▸ GIVEN PROBLEM
Find every line in the entries below that contains the word "bush" and copy each of those lines. Matching is case-sensitive.

=== EXERCISE DATA ===

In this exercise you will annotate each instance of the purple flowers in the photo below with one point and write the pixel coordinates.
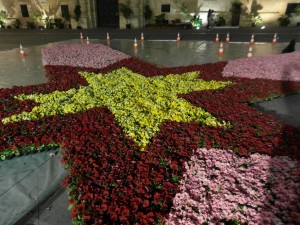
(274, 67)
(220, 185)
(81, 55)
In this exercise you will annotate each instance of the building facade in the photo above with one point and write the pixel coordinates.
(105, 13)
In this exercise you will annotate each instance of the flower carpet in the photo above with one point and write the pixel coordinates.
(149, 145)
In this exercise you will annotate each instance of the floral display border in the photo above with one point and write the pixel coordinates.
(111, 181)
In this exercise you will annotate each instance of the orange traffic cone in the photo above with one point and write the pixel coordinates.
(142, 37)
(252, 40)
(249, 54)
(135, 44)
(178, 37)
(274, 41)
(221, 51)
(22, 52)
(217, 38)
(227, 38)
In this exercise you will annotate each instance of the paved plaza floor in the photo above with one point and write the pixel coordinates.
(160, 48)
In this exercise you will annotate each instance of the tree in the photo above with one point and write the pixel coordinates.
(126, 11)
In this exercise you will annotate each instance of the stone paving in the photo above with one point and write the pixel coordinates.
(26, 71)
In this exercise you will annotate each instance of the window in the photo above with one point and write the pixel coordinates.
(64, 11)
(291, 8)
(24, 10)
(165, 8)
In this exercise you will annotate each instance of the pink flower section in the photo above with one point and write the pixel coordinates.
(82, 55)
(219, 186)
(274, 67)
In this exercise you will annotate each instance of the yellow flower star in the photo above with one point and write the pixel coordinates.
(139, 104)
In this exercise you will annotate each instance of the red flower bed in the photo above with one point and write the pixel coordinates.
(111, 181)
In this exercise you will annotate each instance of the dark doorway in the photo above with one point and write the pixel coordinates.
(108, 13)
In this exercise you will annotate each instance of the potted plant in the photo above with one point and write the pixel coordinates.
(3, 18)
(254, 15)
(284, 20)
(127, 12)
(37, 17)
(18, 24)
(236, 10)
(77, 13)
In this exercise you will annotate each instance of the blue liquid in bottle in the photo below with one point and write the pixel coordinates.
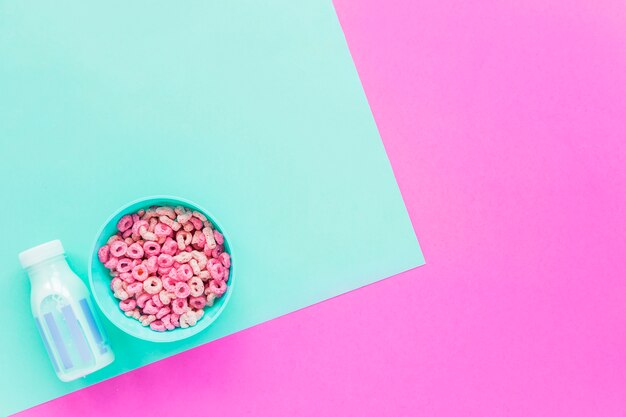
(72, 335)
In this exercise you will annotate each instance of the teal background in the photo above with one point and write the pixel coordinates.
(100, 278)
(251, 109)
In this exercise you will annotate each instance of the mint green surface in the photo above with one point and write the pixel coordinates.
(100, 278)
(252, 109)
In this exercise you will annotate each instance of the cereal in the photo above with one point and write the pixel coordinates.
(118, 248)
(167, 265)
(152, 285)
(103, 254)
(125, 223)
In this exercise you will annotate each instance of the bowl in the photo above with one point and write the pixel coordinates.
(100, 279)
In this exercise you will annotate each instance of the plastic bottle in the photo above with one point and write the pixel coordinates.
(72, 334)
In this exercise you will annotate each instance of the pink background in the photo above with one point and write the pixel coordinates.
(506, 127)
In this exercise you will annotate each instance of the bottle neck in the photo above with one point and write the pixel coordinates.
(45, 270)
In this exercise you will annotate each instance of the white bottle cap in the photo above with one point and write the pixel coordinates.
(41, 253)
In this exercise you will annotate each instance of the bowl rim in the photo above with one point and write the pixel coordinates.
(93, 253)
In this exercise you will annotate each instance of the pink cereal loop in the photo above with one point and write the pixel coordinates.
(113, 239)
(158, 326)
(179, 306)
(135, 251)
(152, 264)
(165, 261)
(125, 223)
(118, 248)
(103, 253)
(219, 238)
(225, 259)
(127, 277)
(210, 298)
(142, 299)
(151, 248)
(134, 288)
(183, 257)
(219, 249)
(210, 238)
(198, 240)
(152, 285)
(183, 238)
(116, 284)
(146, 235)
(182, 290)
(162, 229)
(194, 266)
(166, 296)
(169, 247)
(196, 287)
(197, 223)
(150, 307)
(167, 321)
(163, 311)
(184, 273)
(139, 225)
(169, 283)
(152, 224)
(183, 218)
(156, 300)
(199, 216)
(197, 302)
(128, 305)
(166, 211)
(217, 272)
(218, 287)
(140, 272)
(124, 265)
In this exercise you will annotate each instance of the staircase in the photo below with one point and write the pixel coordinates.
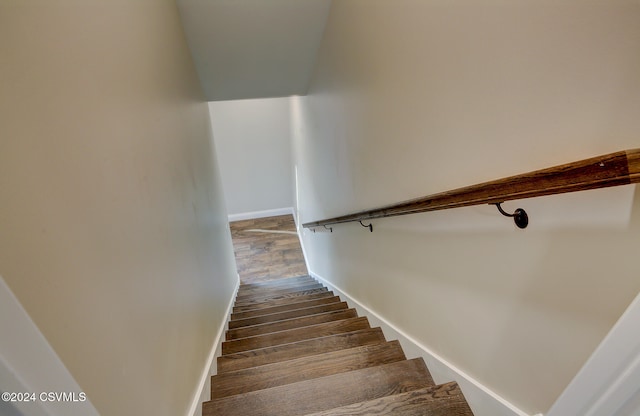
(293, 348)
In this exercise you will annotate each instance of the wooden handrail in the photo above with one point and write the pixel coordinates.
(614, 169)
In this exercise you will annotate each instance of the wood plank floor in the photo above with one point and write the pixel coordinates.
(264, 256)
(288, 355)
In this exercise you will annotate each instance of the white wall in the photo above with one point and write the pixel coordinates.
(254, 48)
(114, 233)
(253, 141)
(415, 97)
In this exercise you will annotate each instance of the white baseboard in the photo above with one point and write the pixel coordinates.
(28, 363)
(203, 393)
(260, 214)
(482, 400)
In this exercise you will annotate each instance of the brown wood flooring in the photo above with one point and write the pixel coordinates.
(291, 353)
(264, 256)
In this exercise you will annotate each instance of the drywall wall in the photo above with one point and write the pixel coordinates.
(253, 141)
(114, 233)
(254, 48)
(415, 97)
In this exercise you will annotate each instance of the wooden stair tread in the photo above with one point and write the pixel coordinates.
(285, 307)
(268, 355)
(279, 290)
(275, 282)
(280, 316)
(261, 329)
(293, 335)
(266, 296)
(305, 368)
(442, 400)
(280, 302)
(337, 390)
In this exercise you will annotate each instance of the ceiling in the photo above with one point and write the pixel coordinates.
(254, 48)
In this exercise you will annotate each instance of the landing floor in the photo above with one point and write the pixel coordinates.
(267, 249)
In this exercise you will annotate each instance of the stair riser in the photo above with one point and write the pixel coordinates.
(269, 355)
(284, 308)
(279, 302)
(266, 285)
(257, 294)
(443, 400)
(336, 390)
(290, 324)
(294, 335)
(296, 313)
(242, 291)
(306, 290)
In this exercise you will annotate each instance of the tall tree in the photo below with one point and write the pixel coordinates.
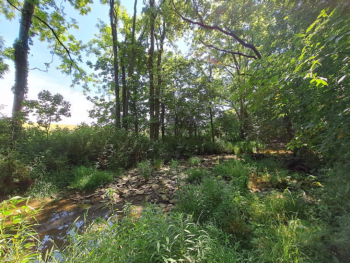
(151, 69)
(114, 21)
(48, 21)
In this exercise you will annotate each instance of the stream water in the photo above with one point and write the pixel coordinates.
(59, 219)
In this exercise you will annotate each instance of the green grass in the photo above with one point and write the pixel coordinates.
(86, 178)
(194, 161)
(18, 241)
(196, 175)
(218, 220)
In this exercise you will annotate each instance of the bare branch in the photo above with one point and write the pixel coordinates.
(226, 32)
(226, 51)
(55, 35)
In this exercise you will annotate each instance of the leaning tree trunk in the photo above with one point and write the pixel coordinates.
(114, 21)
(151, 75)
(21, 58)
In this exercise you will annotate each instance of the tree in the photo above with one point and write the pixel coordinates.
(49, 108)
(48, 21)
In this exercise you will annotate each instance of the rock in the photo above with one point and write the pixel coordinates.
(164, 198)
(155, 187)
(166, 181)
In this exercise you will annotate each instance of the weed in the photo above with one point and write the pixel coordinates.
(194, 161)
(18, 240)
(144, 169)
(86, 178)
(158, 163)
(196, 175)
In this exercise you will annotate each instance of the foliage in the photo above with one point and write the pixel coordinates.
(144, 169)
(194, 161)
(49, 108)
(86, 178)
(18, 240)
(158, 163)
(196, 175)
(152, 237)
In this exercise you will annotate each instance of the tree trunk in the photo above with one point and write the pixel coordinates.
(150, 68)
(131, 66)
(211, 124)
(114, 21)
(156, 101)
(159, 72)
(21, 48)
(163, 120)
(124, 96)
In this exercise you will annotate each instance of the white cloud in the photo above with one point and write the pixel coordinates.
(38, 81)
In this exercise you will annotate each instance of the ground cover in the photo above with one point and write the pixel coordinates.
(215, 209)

===
=== EXERCISE DATA ===

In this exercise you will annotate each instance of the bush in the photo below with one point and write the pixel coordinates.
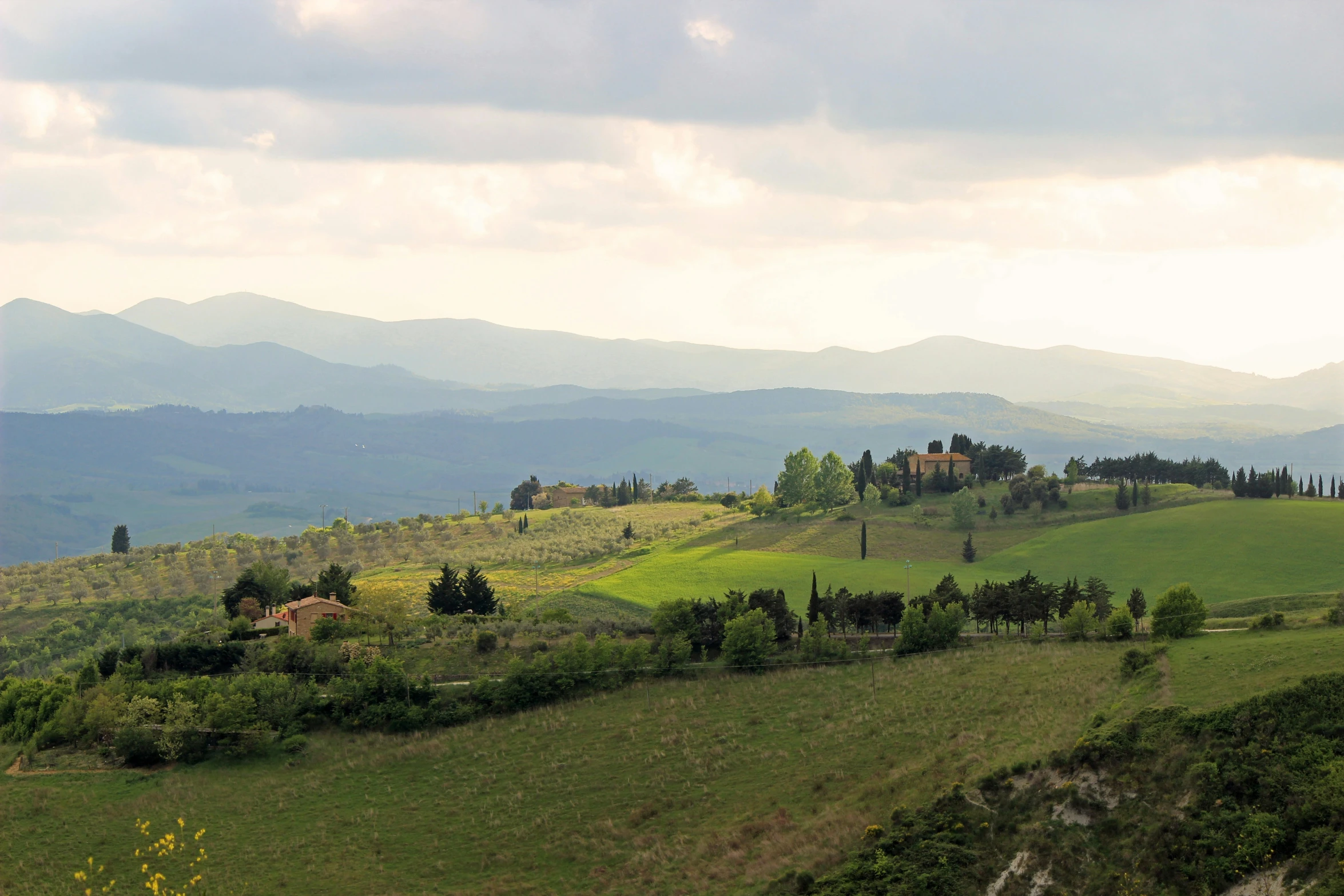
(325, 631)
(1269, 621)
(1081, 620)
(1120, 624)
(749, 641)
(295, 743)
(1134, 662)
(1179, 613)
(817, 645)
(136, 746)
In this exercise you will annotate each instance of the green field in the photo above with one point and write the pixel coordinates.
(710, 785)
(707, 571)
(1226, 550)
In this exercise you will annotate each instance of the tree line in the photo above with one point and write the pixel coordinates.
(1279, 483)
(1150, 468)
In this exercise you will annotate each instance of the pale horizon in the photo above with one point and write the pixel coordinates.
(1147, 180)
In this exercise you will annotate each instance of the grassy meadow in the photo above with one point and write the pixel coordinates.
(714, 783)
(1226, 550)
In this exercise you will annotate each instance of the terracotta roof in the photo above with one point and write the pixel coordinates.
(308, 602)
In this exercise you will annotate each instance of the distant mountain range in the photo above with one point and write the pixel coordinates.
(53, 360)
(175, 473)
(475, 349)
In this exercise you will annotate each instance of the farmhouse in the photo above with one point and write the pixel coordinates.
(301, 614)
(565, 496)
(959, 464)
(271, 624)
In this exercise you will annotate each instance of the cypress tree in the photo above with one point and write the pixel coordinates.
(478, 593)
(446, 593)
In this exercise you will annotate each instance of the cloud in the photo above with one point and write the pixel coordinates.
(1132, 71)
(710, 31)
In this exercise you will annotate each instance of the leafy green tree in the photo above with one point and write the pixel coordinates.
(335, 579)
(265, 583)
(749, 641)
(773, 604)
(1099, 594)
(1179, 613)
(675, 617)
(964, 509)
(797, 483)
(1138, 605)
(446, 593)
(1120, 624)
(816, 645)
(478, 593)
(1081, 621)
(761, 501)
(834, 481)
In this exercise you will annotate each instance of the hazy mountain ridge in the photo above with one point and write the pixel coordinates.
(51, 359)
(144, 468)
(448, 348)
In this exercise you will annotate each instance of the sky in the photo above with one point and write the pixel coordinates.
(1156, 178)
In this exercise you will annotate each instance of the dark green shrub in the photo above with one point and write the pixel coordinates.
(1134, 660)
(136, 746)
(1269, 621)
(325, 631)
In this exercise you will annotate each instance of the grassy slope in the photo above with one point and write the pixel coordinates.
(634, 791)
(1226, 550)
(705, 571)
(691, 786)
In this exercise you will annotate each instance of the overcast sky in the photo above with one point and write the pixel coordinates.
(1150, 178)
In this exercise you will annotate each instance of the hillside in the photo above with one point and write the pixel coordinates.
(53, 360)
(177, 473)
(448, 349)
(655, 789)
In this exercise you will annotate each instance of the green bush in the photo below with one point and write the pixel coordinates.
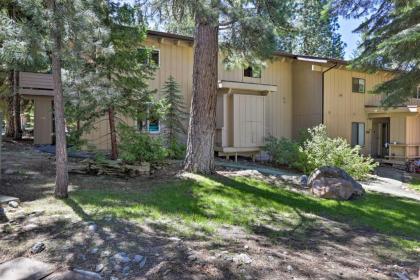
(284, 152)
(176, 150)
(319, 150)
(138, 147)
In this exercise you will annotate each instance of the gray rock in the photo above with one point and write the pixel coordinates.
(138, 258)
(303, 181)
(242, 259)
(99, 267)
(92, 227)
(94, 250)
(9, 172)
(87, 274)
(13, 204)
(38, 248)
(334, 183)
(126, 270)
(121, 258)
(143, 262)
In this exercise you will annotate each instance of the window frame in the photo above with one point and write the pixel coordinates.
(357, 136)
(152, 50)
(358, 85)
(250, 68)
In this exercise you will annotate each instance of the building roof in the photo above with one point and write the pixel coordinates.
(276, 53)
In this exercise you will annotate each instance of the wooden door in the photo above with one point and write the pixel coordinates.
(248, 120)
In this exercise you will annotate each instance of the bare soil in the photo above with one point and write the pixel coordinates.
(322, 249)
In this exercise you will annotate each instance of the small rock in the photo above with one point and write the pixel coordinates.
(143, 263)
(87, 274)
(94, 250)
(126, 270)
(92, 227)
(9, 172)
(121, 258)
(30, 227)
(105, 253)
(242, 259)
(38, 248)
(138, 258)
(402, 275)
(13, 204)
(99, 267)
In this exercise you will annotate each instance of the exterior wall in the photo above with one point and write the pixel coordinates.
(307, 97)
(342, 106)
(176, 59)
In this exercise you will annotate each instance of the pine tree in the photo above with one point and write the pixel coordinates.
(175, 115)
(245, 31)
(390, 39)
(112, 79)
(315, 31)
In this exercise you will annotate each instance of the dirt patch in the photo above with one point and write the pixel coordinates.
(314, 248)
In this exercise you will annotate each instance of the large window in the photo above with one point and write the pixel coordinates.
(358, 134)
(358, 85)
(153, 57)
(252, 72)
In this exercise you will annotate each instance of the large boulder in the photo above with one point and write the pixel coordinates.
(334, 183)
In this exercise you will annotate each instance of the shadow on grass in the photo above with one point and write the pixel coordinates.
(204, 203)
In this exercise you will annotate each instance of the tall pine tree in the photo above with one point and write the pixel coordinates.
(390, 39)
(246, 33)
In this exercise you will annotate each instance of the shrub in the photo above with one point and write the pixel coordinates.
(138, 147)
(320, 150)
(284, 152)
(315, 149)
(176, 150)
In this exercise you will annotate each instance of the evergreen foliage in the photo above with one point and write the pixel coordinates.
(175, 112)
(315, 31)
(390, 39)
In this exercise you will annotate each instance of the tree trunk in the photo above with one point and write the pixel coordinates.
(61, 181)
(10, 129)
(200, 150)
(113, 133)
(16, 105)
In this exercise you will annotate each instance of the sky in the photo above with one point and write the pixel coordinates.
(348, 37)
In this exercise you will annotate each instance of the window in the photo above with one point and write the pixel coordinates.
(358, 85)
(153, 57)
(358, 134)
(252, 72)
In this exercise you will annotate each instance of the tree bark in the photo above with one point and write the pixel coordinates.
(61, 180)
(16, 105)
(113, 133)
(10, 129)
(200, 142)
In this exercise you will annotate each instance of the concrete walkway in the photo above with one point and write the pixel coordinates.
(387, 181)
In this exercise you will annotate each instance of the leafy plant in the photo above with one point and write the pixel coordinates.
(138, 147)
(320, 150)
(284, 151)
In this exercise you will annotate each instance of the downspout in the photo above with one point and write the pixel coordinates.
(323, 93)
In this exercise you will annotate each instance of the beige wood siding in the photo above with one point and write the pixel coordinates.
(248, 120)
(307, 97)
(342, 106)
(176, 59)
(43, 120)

===

▸ FULL SOLUTION
In this exercise you will annotate each instance of the bush in the photo below with one point and write the pixel coordinates.
In this exercise you will annotate each instance of the green bush in the photo below with one point and write the pixel coordinates.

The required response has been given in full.